* **The exercise**: Nothing but the lines from the one that contains "Expected output: for each instance of the adult" through the end of the listing should appear, set down exactly.

>> Start

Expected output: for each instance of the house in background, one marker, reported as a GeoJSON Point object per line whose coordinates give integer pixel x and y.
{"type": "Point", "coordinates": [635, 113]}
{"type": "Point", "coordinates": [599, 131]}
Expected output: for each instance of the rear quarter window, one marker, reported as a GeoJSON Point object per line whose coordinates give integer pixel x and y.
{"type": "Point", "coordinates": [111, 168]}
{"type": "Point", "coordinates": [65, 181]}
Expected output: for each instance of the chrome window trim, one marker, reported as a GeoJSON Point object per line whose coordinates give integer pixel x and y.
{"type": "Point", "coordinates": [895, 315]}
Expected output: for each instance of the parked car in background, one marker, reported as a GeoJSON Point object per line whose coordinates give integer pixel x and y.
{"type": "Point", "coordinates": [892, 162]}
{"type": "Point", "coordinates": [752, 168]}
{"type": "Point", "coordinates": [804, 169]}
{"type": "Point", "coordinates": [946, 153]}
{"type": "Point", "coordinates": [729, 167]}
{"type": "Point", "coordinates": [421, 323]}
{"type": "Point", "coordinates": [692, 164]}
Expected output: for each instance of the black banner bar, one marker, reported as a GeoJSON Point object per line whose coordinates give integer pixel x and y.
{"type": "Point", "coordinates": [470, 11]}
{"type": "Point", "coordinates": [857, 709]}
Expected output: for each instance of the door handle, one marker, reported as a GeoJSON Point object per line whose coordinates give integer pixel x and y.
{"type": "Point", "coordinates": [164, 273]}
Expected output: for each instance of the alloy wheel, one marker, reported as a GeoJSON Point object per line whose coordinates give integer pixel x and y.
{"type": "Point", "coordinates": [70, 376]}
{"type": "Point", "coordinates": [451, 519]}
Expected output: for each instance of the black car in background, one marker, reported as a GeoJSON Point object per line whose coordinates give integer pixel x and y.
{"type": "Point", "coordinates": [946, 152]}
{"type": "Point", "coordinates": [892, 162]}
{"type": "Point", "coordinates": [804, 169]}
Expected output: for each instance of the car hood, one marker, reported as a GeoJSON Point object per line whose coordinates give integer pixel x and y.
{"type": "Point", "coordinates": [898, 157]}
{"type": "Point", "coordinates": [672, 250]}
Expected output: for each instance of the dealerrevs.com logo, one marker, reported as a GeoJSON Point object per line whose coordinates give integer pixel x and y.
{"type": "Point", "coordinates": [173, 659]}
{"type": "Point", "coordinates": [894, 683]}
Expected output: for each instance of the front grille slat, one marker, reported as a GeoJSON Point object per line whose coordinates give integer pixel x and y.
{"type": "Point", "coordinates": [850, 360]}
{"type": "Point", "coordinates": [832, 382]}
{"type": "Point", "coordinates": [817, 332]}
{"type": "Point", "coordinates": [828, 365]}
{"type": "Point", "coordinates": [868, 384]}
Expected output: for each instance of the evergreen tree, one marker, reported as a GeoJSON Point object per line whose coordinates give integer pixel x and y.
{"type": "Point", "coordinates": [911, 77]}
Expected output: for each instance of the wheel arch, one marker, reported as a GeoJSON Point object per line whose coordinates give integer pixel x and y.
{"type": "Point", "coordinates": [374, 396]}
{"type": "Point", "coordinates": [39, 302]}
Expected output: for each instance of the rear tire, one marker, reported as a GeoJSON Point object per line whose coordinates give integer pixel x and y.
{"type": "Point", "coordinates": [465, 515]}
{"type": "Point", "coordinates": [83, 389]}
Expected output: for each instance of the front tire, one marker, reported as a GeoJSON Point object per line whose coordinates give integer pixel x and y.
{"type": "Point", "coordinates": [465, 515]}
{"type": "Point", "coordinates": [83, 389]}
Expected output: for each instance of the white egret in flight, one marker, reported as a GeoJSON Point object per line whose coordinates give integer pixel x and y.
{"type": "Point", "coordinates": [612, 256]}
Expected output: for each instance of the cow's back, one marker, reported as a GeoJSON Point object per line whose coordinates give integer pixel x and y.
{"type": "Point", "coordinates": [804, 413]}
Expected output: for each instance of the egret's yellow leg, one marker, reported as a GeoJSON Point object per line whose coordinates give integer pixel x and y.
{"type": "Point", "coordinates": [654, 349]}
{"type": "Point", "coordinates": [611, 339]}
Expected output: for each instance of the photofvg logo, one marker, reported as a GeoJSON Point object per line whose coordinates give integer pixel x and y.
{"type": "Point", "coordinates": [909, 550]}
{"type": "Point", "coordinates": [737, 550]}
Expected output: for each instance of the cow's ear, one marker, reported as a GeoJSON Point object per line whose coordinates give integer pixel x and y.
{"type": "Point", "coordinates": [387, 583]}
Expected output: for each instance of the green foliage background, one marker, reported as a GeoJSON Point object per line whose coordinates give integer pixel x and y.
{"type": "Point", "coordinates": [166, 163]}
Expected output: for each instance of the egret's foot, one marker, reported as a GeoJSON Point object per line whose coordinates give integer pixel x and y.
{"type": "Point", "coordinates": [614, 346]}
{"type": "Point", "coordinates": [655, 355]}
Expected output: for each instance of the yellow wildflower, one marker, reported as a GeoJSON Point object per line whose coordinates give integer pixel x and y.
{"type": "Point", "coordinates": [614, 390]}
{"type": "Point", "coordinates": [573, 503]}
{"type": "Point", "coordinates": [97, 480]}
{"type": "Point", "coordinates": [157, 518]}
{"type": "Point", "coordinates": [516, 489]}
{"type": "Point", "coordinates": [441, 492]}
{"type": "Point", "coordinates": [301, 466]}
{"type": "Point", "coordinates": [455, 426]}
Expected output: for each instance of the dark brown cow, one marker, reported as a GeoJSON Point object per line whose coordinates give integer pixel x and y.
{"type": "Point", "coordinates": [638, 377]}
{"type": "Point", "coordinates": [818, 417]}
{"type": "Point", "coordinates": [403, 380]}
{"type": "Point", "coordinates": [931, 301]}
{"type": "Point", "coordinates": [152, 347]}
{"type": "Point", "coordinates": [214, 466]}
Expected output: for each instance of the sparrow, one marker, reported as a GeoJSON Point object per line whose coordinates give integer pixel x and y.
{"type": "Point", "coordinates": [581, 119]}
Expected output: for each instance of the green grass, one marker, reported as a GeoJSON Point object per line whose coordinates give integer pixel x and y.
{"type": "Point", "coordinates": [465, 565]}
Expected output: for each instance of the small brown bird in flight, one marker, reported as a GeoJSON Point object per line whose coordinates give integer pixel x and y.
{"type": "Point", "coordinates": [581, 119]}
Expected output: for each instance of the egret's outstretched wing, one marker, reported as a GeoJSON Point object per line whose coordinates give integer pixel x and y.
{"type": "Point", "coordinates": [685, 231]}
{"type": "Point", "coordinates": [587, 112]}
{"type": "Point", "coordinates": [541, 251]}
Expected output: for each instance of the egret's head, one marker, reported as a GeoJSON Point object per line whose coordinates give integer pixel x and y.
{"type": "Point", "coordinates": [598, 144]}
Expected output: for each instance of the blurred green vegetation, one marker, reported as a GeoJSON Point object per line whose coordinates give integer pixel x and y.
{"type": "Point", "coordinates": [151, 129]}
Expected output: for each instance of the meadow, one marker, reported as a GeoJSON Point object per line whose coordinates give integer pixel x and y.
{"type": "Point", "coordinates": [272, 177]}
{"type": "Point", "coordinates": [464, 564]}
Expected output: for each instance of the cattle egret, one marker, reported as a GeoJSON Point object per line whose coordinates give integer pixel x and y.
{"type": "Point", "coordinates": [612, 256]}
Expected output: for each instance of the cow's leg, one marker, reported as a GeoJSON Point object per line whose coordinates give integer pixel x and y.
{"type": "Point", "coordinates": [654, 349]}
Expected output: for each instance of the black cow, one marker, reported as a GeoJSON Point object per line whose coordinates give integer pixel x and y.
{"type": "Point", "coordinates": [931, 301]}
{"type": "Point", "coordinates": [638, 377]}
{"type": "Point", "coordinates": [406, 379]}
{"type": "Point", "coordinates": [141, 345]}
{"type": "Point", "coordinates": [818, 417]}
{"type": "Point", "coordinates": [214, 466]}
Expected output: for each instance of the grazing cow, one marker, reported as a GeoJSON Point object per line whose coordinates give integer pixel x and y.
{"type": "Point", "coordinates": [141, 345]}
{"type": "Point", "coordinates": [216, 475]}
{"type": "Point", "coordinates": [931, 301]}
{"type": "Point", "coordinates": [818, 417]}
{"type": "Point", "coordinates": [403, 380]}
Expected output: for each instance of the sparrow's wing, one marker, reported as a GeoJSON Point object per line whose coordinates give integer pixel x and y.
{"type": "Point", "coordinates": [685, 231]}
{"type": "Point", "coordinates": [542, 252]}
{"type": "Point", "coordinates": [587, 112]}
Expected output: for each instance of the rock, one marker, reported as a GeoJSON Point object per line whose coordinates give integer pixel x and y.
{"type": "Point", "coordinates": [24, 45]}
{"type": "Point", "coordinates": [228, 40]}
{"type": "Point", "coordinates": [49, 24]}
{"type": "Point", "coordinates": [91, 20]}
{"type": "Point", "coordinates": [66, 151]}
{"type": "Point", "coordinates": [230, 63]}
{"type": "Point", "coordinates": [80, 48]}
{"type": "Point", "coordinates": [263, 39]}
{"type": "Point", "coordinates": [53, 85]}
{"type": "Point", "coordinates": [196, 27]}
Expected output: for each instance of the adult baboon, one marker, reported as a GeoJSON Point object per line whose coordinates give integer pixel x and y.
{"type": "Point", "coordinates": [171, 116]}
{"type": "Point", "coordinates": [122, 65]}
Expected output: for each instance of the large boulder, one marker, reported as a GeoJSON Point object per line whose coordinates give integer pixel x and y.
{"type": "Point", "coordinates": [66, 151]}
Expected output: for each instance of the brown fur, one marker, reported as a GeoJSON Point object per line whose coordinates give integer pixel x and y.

>> End

* **Final result**:
Expected output: for each instance of the adult baboon, one marker, reported as a GeoJSON Point object per line whose coordinates give integer pixel x and y.
{"type": "Point", "coordinates": [171, 116]}
{"type": "Point", "coordinates": [122, 65]}
Expected output: for each instance of the large boulder, one marker, reported as a GeoJSON Point object per line whose coordinates give integer pixel x and y.
{"type": "Point", "coordinates": [66, 151]}
Expected output: for each instance of the brown fur, one marker, reported as a GeoJSON Point object per line whose coordinates give integer pixel x and y.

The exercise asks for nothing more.